= Instrução A =
Cite literalmente o trecho do texto sobre a Copa do Mundo de 2014 que vai de "Em todas as" até "o mundo veja.".
= Instrução B =
Quais entidades, segundo o texto sobre a Copa do Mundo de 2014, organizam e definem os detalhes dos Mundiais? Liste todas.

= Texto fornecido =
※ ※ ※

COPA DO MUNDO PARA QUEM? Versão para impressão
Quarta, 14 Março 2012

logo-campeonato-do-mundo-futebol-brasil-20141Em uma terça-feira, dia 30 de Outubro de 2010, de Zurique na Suíça o Comitê Executivo da FIFA anunciou que o Brasil será sede oficial da Copa do Mundo 2014. A notícia chegou trazendo muita alegria ao “país do futebol”, enaltecendo em muitos o orgulho brasileiro de sediar o maior evento internacional de celebração desse esporte, prova de que o “Brasil é o país do futuro” e agora poderá finalmente mostrar a sua cara ao mundo. Mas qual cara se quer mostrar?

Artigo de Isabella Miranda e Fábio Merladet

 

Em todas as cidades sede dos jogos a iniciação dos preparativos para o grande Mundial já revelam uma série de contradições entre a cidade existente e a cidade que ser quer que o mundo veja.

Lideradas por grandes empresários e por políticos aliados aos seus interesses, alinhada as exigências da FIFA e excludente nos termos de participação democrática da população, as operações urbanas em decorrência da Copa revelam a tentativa de se reproduzir um modelo hegemônico de cidade: limpa, moderna, desenvolvida, eficiente e sem pobreza, um modelo de cidade espetáculo.

Mega-eventos e mega-projetos urbanísticos têm gerado mega-violações de direitos e mega-desigualdades em Pequim, em Nova Delhi e na África do Sul onde, por causa da Copa do Mundo, os negros mais pobres foram removidos do centro de Cape Town para “Blikkiesdorp”, uma favela de conteiners de latão com nome de campo de concentração nazista a mais de 30 quilometros da cidade. A Copa do Mundo no Brasil parece ir pelo mesmo caminho ao criar uma cidade de exceção em que a cidadania e os direitos constitucionais são suspensos e são enormemente ampliadas as desigualdades sociais e espaciais em favor do capital financeiro, mercantil e imobiliário.

O Comitê Olímpico, a ISL Marketing e a FIFA (Federação Internacional de Futebol Associado), que desde 1904 estipula o jeito “certo” de jogar, organizam e definem de acordo com os seus padrões de rentabilidade, os detalhes dos Mundiais, desde os estádios até as cidades. Sob seus critérios o futebol vai se transformando, cada dia mais, em uma indústria inimiga da alegria e do prazer de jogar.

O Projeto de Lei Geral da Copa que se quer implementar no país por pressão da FIFA, além de outras condições absurdas impostas por esta organização, demonstram um caráter de intervenção autoritária na legislação brasileira em prejuízo dos direitos constitucionais e da soberania popular e em favor da volúpia lucrativa da FIFA e de suas empresas parceiras.

※ ※ ※

= Trechos dos dados =
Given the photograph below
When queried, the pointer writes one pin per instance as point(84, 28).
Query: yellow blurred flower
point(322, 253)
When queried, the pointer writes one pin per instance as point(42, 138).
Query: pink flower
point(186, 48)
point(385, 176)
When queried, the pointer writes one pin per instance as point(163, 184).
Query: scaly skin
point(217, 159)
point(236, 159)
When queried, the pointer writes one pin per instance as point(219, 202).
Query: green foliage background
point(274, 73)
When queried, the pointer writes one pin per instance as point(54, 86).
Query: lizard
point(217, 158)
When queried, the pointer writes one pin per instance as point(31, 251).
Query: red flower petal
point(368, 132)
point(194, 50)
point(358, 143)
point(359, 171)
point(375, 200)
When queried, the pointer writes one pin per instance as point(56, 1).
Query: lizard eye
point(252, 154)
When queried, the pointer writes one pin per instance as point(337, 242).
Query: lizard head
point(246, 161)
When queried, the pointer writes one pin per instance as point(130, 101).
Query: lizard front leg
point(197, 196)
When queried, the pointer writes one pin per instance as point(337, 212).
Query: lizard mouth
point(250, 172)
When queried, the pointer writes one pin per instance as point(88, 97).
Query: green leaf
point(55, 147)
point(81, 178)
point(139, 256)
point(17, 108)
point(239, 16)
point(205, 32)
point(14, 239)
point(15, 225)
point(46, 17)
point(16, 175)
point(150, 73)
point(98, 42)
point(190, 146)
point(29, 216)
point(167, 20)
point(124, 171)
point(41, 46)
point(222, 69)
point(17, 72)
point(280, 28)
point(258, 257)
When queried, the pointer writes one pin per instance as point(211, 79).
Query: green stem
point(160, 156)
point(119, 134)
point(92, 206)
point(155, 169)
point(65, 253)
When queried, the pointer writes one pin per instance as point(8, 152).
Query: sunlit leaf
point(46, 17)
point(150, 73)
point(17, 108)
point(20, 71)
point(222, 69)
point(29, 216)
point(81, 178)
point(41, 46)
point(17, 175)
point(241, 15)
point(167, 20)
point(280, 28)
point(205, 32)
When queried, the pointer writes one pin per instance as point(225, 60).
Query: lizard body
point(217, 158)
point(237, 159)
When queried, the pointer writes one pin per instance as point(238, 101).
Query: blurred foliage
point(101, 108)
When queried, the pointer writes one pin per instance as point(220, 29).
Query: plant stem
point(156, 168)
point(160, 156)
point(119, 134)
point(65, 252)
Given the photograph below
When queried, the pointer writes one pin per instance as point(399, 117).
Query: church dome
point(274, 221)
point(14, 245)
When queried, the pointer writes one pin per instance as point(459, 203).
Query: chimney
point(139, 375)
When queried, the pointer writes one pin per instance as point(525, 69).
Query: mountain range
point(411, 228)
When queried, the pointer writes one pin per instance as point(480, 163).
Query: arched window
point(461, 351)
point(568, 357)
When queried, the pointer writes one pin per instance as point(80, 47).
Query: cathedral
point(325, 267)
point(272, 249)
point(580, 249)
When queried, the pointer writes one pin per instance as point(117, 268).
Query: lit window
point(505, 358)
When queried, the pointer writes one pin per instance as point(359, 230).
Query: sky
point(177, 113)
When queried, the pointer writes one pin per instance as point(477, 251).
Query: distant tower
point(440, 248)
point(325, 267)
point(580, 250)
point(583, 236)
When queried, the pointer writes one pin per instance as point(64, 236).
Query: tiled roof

※ ※ ※

= Resposta completa A =
Em todas as cidades sede dos jogos a iniciação dos preparativos para o grande Mundial já revelam uma série de contradições entre a cidade existente e a cidade que ser quer que o mundo veja.

= Resposta completa B =
- Comitê Olímpico
- ISL Marketing
- FIFA (Federação Internacional de Futebol Associado)